Material supplied: Begin
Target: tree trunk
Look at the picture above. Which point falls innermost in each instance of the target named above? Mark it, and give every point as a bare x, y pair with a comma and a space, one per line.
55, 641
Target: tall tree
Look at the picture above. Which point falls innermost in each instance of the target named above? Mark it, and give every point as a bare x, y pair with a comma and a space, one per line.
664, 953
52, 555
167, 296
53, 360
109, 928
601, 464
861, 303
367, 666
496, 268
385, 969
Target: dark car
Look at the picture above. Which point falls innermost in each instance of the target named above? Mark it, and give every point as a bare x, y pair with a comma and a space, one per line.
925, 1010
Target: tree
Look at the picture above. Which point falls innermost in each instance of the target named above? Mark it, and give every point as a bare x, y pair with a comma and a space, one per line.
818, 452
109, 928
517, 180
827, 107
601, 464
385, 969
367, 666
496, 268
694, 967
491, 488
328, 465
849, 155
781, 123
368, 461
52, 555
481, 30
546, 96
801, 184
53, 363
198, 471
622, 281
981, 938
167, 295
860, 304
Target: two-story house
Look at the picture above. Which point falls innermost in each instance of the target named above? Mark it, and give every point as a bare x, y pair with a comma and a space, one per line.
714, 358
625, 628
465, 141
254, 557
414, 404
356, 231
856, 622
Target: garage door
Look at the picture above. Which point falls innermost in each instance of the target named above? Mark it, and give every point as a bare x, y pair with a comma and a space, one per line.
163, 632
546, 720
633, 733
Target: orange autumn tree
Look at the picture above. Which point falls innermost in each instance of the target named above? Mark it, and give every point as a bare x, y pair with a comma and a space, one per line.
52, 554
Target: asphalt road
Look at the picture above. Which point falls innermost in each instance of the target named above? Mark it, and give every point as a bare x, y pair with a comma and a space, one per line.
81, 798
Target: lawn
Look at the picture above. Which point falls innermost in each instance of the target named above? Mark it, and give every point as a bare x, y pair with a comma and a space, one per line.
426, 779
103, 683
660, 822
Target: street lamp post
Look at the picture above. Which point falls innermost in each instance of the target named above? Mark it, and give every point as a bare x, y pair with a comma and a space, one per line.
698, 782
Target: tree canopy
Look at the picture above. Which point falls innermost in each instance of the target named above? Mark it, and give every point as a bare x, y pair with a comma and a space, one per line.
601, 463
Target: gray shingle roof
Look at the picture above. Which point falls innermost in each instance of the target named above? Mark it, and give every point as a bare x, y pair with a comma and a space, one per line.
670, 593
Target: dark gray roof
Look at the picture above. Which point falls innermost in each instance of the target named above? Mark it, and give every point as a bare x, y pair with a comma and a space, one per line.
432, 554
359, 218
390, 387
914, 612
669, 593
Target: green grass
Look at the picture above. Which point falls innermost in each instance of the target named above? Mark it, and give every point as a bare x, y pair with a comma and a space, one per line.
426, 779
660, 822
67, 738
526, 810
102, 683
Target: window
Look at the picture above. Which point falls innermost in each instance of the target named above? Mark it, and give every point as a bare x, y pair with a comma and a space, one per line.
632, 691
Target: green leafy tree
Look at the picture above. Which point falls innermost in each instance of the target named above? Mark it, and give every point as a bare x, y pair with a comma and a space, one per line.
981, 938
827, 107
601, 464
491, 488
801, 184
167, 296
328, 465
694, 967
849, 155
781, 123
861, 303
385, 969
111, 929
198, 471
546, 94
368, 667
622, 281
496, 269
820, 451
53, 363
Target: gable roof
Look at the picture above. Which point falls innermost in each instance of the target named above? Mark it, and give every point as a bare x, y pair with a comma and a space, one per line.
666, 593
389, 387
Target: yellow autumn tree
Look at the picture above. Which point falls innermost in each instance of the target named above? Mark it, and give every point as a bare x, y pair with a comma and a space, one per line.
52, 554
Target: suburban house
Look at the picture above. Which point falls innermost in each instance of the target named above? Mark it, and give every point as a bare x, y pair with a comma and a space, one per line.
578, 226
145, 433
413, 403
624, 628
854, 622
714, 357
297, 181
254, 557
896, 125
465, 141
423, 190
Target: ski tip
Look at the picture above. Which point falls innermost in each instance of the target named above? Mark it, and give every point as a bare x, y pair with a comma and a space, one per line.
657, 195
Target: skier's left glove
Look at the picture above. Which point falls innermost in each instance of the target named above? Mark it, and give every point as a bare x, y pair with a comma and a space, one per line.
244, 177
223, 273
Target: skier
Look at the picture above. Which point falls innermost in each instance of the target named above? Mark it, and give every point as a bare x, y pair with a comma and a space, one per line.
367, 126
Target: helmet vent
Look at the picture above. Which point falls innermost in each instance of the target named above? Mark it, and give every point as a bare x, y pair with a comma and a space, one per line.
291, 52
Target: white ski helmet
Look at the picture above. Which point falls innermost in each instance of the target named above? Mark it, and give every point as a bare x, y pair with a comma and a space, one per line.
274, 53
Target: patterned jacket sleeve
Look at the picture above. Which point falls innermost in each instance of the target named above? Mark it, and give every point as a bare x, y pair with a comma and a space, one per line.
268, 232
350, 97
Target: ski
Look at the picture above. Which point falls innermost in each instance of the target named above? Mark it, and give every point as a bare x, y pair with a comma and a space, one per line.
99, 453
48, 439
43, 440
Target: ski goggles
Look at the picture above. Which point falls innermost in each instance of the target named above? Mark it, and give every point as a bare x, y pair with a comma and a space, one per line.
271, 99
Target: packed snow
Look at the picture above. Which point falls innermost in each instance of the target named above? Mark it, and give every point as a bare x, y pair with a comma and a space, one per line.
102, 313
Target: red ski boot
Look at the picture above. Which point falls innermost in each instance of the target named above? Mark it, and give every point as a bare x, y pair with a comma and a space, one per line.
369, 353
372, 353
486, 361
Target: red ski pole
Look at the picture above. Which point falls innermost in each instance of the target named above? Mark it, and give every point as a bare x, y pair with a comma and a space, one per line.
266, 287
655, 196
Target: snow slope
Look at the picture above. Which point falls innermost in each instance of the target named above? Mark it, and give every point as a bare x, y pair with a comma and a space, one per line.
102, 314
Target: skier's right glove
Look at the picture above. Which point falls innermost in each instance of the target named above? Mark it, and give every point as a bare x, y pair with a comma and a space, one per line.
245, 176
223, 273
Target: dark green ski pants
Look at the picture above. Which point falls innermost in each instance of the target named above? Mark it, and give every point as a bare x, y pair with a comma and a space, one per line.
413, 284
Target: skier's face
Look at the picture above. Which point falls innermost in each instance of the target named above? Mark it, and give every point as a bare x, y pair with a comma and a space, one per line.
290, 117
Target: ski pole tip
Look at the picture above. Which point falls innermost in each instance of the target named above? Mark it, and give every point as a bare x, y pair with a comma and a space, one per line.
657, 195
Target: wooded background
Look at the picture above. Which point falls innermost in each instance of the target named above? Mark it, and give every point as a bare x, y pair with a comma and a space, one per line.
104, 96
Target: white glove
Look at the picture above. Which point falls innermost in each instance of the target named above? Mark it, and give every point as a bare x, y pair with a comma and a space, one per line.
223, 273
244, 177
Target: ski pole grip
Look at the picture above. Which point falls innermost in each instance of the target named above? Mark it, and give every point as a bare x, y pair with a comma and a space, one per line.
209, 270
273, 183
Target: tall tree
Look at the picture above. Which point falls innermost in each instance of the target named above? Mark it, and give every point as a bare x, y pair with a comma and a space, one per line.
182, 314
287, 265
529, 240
Material supplied: End
Problem description =
All lines above between those holding "Target: orange autumn tree" and "Target: gray shingle roof", inclusive, must be set down unchanged, and no other line may be included.

Exercise answer =
Target: orange autumn tree
Look at the picture above. Which point falls innermost in each instance of the target named above? Mark it, and give every point as a bare x, y pair with a comma and a space, one per line.
52, 554
Target: asphalt road
Look at the picture above. Which point falls innermost in each instance of the target named above? Mark it, and give every point as a bare x, y pair with a comma and a space, one per line.
81, 798
Target: lawn
Look at the picture above. Which point falls innermost in each instance of the target named above? Mark it, and give every point as a bare x, y pair with a comma and a space, one per line.
426, 779
103, 683
660, 822
Target: street lamp post
Look at the picture above. Which point falls innermost in each instance of the target named above? Mark it, and give every point as a bare x, y pair with a comma and a space, one per line.
698, 782
Target: tree canopy
Look at the picture above. Which point falls innermost in each instance of the target named above? Mark it, and give every point as a bare x, y pair with a comma and a space, one per line.
601, 463
Target: gray shingle roof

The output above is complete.